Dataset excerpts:

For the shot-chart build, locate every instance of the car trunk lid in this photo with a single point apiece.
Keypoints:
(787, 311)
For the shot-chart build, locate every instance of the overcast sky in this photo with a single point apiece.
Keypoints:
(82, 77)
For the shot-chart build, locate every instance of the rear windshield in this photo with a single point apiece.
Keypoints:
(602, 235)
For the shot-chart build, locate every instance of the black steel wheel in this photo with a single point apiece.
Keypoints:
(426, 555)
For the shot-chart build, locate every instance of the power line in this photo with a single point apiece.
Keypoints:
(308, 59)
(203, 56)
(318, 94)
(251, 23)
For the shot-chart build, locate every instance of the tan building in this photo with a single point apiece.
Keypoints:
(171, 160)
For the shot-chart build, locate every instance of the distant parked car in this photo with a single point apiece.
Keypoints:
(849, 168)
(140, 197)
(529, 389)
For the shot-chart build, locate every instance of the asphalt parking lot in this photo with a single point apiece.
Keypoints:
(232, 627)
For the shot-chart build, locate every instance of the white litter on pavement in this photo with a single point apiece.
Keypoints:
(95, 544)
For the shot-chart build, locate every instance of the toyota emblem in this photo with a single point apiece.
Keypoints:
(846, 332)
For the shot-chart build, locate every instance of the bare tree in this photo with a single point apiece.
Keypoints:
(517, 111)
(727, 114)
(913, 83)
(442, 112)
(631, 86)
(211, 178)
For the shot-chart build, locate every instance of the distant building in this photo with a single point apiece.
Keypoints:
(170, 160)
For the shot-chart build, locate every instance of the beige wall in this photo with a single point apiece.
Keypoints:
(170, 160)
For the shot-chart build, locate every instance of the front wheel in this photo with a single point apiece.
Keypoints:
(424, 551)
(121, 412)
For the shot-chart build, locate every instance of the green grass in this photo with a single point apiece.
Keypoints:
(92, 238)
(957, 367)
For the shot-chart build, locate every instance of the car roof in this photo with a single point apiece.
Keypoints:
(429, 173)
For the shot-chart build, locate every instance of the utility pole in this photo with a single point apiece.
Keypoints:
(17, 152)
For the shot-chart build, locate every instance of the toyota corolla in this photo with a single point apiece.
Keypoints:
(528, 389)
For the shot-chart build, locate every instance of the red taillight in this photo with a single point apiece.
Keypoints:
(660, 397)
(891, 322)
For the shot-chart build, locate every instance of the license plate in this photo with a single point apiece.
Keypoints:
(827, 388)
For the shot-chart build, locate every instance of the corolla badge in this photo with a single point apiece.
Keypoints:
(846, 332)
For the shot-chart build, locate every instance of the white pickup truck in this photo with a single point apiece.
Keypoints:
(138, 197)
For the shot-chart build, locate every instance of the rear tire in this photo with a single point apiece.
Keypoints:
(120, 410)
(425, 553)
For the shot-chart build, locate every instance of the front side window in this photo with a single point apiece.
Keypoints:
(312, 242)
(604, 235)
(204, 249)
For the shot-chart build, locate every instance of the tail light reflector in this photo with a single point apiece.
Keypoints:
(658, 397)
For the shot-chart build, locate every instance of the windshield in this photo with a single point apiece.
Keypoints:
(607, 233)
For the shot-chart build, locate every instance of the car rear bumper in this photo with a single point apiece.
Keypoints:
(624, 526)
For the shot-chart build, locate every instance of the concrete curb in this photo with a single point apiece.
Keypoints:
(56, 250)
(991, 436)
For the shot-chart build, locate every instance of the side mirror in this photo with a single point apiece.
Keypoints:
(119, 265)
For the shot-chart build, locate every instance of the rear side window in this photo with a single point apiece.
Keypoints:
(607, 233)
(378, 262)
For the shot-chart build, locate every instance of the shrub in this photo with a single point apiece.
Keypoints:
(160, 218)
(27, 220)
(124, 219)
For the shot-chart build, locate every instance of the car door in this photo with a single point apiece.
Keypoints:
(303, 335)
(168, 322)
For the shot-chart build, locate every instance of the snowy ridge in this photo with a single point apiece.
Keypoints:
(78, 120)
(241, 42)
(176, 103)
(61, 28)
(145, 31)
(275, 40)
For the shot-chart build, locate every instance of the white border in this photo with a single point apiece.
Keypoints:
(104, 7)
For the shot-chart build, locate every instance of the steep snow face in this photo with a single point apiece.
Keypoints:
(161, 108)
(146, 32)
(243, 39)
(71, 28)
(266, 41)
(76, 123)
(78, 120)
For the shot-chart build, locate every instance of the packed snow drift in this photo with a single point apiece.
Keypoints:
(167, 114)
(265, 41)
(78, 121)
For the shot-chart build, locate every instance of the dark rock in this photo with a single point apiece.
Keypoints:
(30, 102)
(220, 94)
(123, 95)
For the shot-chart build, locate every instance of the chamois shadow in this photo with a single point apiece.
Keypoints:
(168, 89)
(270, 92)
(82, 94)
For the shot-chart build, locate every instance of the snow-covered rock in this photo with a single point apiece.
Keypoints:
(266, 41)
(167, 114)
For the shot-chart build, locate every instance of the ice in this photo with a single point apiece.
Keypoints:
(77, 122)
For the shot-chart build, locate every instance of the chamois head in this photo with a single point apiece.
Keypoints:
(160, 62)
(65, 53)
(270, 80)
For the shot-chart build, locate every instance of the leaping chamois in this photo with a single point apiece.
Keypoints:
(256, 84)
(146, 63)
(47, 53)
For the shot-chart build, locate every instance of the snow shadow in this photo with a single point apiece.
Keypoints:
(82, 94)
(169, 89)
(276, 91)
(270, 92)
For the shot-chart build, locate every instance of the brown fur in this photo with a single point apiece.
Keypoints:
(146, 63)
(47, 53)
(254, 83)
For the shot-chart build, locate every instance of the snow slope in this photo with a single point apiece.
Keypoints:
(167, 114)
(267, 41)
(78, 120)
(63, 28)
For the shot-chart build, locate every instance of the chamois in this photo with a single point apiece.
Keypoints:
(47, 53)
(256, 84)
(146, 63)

What is expected: An acceptable answer repeats every entry exactly, with nothing omitted.

Answer section:
For the shot-chart build, locate every instance of the car trunk lid in this photo with a single point apiece.
Keypoints:
(787, 311)
For the shot-chart build, locate every instance of the overcast sky in this photo with a single point apiece.
Keypoints:
(82, 77)
For the shot-chart build, locate every instance of the rear windshield in this photo with a single point apiece.
Keypoints:
(602, 235)
For the shot-chart build, locate every instance of the black steel wheel in this photo with a single point apiece.
Keypoints:
(426, 555)
For the shot-chart build, locate every instance of the power line in this photo with a single point apiece.
Keypoints:
(308, 59)
(203, 56)
(318, 94)
(251, 23)
For the shot-chart build, locate every instance of the tan building in this photo with a single point apiece.
Keypoints:
(171, 160)
For the shot-chart build, locate every instance of the distant parked car in this photo with a single point apiece.
Keypoints:
(849, 168)
(140, 197)
(529, 389)
For the shot-chart build, locate every instance of the asphalt parking lot in this photo with a single point apiece.
Keypoints:
(232, 627)
For the shot-chart build, locate every instance of the white litter on pavement in this photo with a single point apiece.
Keypoints:
(95, 544)
For the shot-chart build, locate every instance of the toyota emblem in this photo with a single point apiece.
Keypoints:
(846, 332)
For the shot-chart build, locate every instance of the bare tree in this photo with a single point apiece.
Keypoints:
(517, 111)
(727, 114)
(913, 83)
(442, 112)
(631, 86)
(211, 178)
For the shot-chart build, locate every instance of the distant building in this photo with a single point apiece.
Keypoints:
(170, 160)
For the shot-chart build, locate every instance of the beige wall in this photo with a single point apiece.
Keypoints:
(170, 160)
For the shot-chart build, locate every instance of the front wheel in this photo with a single point apiece.
Keypoints:
(424, 551)
(121, 412)
For the shot-chart build, locate every instance of the green grass in this photo with a single point apiece.
Keypoints:
(92, 238)
(957, 367)
For the shot-chart build, locate every instance of the car roof in this photo with a single point apiece.
Keypoints:
(429, 173)
For the shot-chart build, locate every instance of the utility pole in this photo with a single point apiece.
Keypoints:
(17, 152)
For the shot-chart build, locate every instance of the toyota corolla in this photo with a single point apiece.
Keypoints:
(528, 389)
For the shot-chart build, locate every instance of the red taillight in this photo with a single point apiece.
Keypoints:
(660, 397)
(891, 322)
For the shot-chart build, locate every instance of the license plate in this photo with a single point apiece.
Keypoints:
(827, 388)
For the shot-chart build, locate every instance of the corolla badge in this photo with a single point apiece.
Keypoints:
(846, 332)
For the shot-chart build, locate every instance of the white pickup truck in this photo with a single point apiece.
Keypoints:
(138, 197)
For the shot-chart build, locate every instance of the rear tire in this photo with a single point apiece.
Keypoints:
(120, 410)
(425, 553)
For the shot-chart build, locate every instance of the front side window in this photo with a single point apiece.
Keypoints:
(312, 242)
(604, 235)
(204, 249)
For the shot-chart build, locate every instance of the tail light reflector in this photo with a single point apiece.
Keypoints:
(658, 397)
For the shot-chart build, locate every instance of the windshield in this photo with a single point apiece.
Keypoints:
(607, 233)
For the shot-chart build, locate every instance of the car rear bumper in this photo with a single point apiece.
Keypoints:
(624, 526)
For the shot-chart build, locate every instance of the concrete curb in this photo with a single point apiece.
Keypoints:
(56, 250)
(991, 436)
For the shot-chart build, locate every instance of the side mirror in this photo with a single point apiece.
Keypoints:
(119, 265)
For the shot-chart build, locate every instance of the rear side window in this photo with a single point apiece.
Keypoints:
(607, 233)
(378, 262)
For the shot-chart build, locate every instance of the shrub in this photo with a single point apiece.
Keypoints:
(160, 218)
(27, 220)
(124, 219)
For the shot-chart build, locate every instance of the car door in this photo with a single point apiece.
Keypoints:
(303, 335)
(168, 322)
For the shot-chart build, locate every instance of the snowy ridge in this photo with a single point apiece.
Keypoints:
(78, 120)
(241, 42)
(176, 103)
(61, 28)
(145, 31)
(275, 40)
For the shot-chart build, locate every instance of the white border in this photo with a single point apiece.
Keypoints:
(104, 7)
For the shot-chart build, locate every instance of the steep snow face in this photo with a single point apiece.
Keypoints:
(161, 108)
(146, 32)
(243, 39)
(71, 28)
(266, 41)
(76, 123)
(78, 120)
For the shot-chart build, locate every instance of the packed snow drift in this photo with a single point apiece.
Keypoints:
(167, 114)
(265, 41)
(78, 121)
For the shot-chart build, locate every instance of the dark rock in this photo with a single point apiece.
Keypoints:
(30, 102)
(220, 94)
(123, 95)
For the shot-chart build, locate every instance of the chamois shadow in this photo with a single point apiece.
Keypoints:
(168, 89)
(270, 92)
(82, 94)
For the shot-chart build, locate every instance of the snow-covered rock in this photo with a single point apiece.
Keypoints:
(266, 41)
(167, 114)
For the shot-chart build, locate every instance of the ice in this photo with a single point apiece.
Keypoints:
(77, 122)
For the shot-chart build, locate every instance of the chamois head in this photo with a single point apiece.
Keypoints:
(160, 62)
(65, 53)
(270, 80)
For the shot-chart build, locate every instance of the leaping chamois in this photo with a single point apiece.
Keypoints:
(256, 84)
(146, 63)
(47, 53)
For the shot-chart build, locate every instance of the snow shadow in this photo with a single point apiece.
Keypoints:
(82, 94)
(169, 89)
(276, 91)
(270, 92)
For the shot-chart build, locate every instance of the brown fur in this photo with a single point apiece.
Keypoints:
(146, 63)
(47, 53)
(254, 83)
For the shot-chart build, locate every instance of the snow slope in this photo with a single point apiece.
Keypoints:
(167, 114)
(267, 41)
(78, 120)
(63, 28)
For the shot-chart build, locate every instance of the chamois in this photo with a single point apiece.
Keypoints:
(47, 53)
(256, 84)
(146, 63)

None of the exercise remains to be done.